-- Start MATERIAL --

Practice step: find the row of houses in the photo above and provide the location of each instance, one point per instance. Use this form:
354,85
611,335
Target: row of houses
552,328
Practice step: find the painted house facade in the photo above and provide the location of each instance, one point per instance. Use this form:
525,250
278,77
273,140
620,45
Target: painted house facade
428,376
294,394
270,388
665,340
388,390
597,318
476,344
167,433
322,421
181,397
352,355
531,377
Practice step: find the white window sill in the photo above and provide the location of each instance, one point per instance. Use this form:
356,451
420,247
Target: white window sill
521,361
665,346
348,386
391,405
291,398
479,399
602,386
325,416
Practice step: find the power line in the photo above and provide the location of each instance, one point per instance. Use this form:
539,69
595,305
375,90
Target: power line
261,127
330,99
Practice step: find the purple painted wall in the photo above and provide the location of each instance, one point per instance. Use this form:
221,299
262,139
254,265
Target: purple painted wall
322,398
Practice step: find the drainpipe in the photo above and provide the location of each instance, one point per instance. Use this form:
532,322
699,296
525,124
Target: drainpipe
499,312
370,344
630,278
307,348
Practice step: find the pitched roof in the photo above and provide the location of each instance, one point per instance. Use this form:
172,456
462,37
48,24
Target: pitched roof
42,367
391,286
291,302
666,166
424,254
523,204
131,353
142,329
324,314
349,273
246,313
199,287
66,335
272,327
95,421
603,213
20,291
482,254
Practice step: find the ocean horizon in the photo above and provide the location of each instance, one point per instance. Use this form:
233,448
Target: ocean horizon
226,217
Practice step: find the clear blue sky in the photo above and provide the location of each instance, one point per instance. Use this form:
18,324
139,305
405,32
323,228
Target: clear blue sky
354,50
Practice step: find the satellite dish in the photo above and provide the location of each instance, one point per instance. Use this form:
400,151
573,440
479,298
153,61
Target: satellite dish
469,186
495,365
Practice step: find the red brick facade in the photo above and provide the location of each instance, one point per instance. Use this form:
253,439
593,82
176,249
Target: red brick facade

-- End MATERIAL --
-- Start MATERIAL --

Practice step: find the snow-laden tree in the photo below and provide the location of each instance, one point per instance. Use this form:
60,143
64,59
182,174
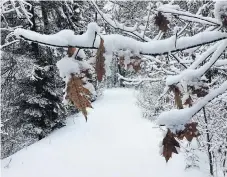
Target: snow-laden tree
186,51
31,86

-- End MATERIAL --

* TASK OBJECTIVE
Rescale the records starting at the line that contains "Practice step: find the clear" and stopping after the line that contains "Target: red brick facade". Rewrite every one of those lines, multiplying each answer coordinate by 0.25 and rounding it to a whole number with halves rounded up, and leave the instruction lines and their sample coordinates unchanged.

* RESULT OF THIS TASK
Practice step: find the clear blue sky in the photo above and provide the location of each instance, one point per instance. Use this form:
18,324
139,305
405,32
323,228
Target: clear blue sky
89,13
Practice step: find the satellite dish in the photo above and provide the location of each instance, one point per instance. Use this form:
400,151
573,440
479,298
153,61
Target: satellite dish
117,47
124,91
Practice step: find the red brick facade in the photo above and provide the location of each instance, one point per instance. Use this form:
253,439
593,82
176,249
Target: red brick facade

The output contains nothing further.